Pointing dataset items
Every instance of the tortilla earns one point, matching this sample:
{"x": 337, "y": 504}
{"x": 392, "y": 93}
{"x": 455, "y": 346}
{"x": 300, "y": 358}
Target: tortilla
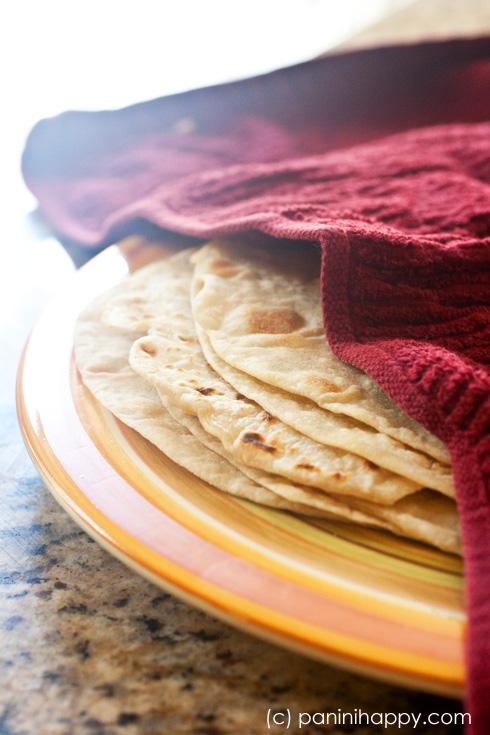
{"x": 109, "y": 328}
{"x": 261, "y": 312}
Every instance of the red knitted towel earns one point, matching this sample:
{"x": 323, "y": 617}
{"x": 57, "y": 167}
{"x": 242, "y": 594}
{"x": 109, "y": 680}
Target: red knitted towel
{"x": 404, "y": 223}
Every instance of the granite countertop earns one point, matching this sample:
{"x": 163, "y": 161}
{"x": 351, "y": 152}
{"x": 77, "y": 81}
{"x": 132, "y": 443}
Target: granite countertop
{"x": 90, "y": 648}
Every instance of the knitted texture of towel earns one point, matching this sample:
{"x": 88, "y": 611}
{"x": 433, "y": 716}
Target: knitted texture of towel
{"x": 403, "y": 220}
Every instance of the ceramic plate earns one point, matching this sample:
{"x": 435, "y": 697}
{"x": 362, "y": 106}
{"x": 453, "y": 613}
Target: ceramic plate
{"x": 362, "y": 599}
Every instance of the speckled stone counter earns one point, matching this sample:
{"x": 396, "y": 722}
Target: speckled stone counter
{"x": 90, "y": 648}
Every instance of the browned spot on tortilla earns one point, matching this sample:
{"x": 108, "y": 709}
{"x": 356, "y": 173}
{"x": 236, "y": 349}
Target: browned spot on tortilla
{"x": 223, "y": 268}
{"x": 275, "y": 320}
{"x": 258, "y": 441}
{"x": 306, "y": 466}
{"x": 151, "y": 351}
{"x": 326, "y": 386}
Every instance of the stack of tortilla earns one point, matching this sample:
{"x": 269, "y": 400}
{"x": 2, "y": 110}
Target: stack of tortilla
{"x": 217, "y": 355}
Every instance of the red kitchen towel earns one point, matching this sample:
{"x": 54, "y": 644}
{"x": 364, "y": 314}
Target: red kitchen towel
{"x": 404, "y": 223}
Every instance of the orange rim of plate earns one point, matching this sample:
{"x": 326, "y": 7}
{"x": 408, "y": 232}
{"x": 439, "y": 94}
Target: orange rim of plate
{"x": 365, "y": 600}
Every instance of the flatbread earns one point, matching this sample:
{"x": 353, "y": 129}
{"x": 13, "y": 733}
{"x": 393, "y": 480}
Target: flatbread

◆ **WHAT IS EXPECTED**
Copy out every one of the items above word for word, leaving out the picture.

◆ **FINISHED ANSWER**
Every instance of the tortilla earns one point, matching this sample:
{"x": 337, "y": 504}
{"x": 392, "y": 93}
{"x": 455, "y": 346}
{"x": 300, "y": 358}
Target: tortilla
{"x": 109, "y": 328}
{"x": 261, "y": 312}
Every instance of the red knitted towel earns one point, matching this sample:
{"x": 323, "y": 617}
{"x": 57, "y": 167}
{"x": 242, "y": 594}
{"x": 109, "y": 680}
Target: red knitted towel
{"x": 404, "y": 223}
Every instance of the granite countertop earns one point, matching this sample:
{"x": 163, "y": 161}
{"x": 351, "y": 152}
{"x": 77, "y": 81}
{"x": 132, "y": 443}
Target: granite countertop
{"x": 90, "y": 648}
Every instance of the knitted texture of towel earns one point, matching this sample:
{"x": 88, "y": 611}
{"x": 433, "y": 716}
Target: knitted texture of towel
{"x": 403, "y": 220}
Every instance of the ceramic plate earns one point, matching this sample:
{"x": 435, "y": 697}
{"x": 362, "y": 106}
{"x": 453, "y": 613}
Target: ceramic plate
{"x": 362, "y": 599}
Every instance of the speckled stone counter earns one point, matching this sample:
{"x": 396, "y": 722}
Target: speckled stone counter
{"x": 90, "y": 648}
Every instance of the browned spot on tortilla earns one point, matching this sample:
{"x": 108, "y": 709}
{"x": 356, "y": 173}
{"x": 236, "y": 349}
Target: browned spot on tortilla
{"x": 223, "y": 268}
{"x": 275, "y": 320}
{"x": 258, "y": 441}
{"x": 306, "y": 466}
{"x": 151, "y": 351}
{"x": 326, "y": 386}
Every instance of the stack of tortilla earns one point, matching this sample:
{"x": 269, "y": 400}
{"x": 2, "y": 110}
Target: stack of tortilla
{"x": 217, "y": 355}
Every instance of the red kitchen towel earns one point, matching this sample:
{"x": 54, "y": 644}
{"x": 364, "y": 314}
Target: red kitchen towel
{"x": 404, "y": 223}
Every instance of the orange rim of plate earns one point, matching this sample:
{"x": 326, "y": 7}
{"x": 408, "y": 232}
{"x": 439, "y": 94}
Target: orange rim of plate
{"x": 365, "y": 600}
Every instance of the flatbread earns one point, matching this sample:
{"x": 353, "y": 129}
{"x": 13, "y": 733}
{"x": 393, "y": 480}
Target: flatbread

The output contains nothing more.